▶ Parts of the exercise:
**a.** According to the text on the CWA World Junior Heavyweight Championship, under what format was the championship contested?
**b.** Reproduce the CWA World Junior Heavyweight Championship text between "- Date established: July" and "Kretschmer (567 days)", inclusive, swapping "Eric Schwarz" for "Schwarz".

▶ Text segment:
Details
- Promotion: Catch Wrestling Association (1993–1999) Athletik Championship Wrestling (1999–2000)
- Date established: July 3, 1993
- Date retired: September 1, 2000

Statistics
- First champion: Hiroyoshi Yamamoto
- Final champion: Eric Schwarz
- Most reigns: Michael Kovac (3 reigns)
- Longest reign: Karsten Kretschmer (567 days)
- Shortest reign: El Locco (7 days)

= CWA World Junior Heavyweight Championship =

Catch Wrestling Association championships

CWA World Junior Heavyweight Championship was a professional wrestling junior heavyweight world championship in Catch Wrestling Association (CWA). The title was established in 1993 as a weight-class title along with the CWA World Middleweight Championship. Bonecrusher Sileo was crowned the inaugural champion by defeating Lance Storm at Clash of the Champions event on July 3, 1993. The title was defended in CWA until the promotion closed after holding its final event Euro Catch Festival on December 4, 1999. The champion Karsten Kretschmer then began defending the title in the German independent promotion Athletik Championship Wrestling (ACW), where he would lose the title to Eric Schwarz, who would retire the title in September 2000. The championship was contested under 12 three-minute rounds.

▶ Data excerpts:
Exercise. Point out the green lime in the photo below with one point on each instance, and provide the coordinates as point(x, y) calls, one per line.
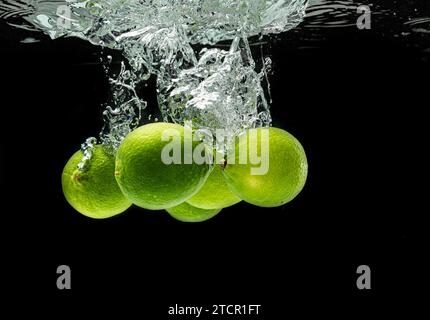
point(93, 191)
point(187, 213)
point(156, 166)
point(215, 193)
point(269, 169)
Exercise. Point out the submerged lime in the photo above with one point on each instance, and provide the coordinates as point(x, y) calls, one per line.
point(285, 161)
point(93, 191)
point(146, 176)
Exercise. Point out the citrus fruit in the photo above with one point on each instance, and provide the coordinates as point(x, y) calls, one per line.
point(215, 193)
point(187, 213)
point(93, 191)
point(156, 168)
point(281, 173)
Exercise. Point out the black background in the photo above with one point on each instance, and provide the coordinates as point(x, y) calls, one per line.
point(355, 99)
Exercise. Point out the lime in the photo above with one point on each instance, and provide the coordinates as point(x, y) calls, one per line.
point(281, 173)
point(156, 167)
point(215, 193)
point(93, 191)
point(187, 213)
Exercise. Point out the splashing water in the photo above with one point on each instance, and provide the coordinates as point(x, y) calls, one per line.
point(216, 89)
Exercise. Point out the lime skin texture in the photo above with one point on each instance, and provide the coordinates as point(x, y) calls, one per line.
point(93, 191)
point(146, 180)
point(215, 193)
point(187, 213)
point(286, 174)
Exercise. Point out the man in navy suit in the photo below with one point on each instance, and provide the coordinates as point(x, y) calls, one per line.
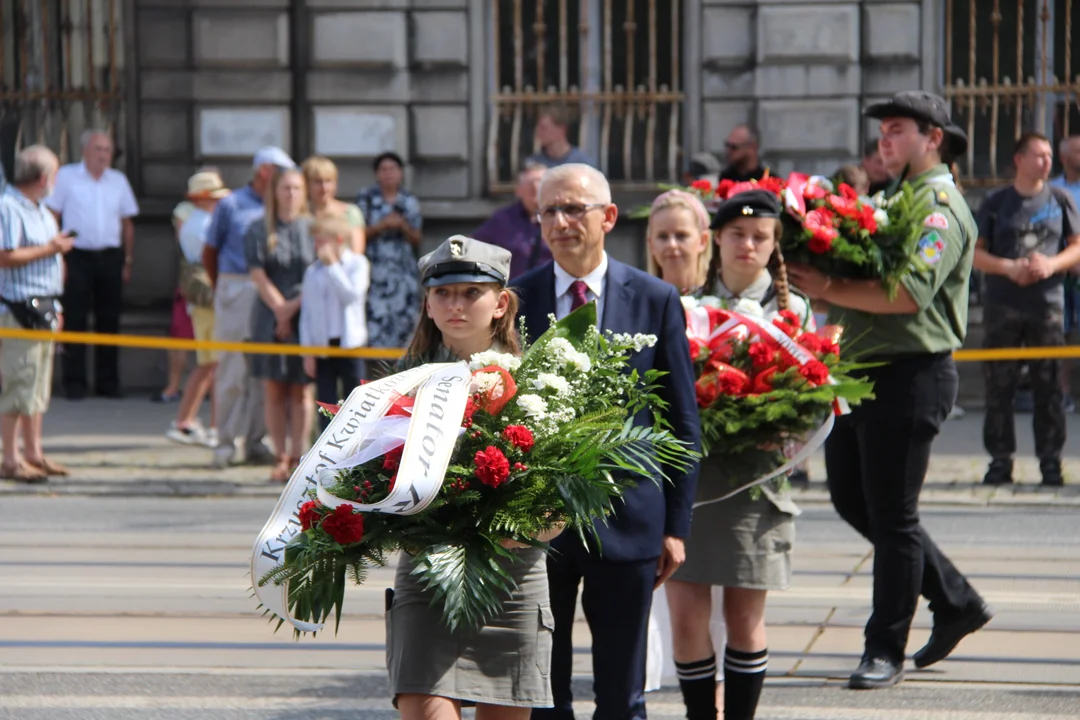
point(642, 545)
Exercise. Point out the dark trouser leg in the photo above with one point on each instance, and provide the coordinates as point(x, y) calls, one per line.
point(325, 386)
point(845, 473)
point(564, 576)
point(617, 598)
point(77, 294)
point(1003, 329)
point(914, 397)
point(108, 300)
point(1049, 415)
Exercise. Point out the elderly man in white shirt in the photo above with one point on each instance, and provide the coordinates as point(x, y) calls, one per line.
point(95, 203)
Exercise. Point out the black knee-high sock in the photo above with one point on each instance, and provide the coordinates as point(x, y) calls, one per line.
point(698, 682)
point(743, 677)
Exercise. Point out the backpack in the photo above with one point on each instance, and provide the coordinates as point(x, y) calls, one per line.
point(194, 284)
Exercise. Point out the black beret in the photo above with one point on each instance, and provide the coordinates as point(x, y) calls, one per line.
point(914, 104)
point(751, 203)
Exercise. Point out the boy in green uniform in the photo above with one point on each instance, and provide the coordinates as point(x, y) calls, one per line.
point(877, 457)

▶ Task-by-task outputs:
**a.** 12 three-minute rounds

**b.**
- Date established: July 3, 1993
- Date retired: September 1, 2000

Statistics
- First champion: Hiroyoshi Yamamoto
- Final champion: Schwarz
- Most reigns: Michael Kovac (3 reigns)
- Longest reign: Karsten Kretschmer (567 days)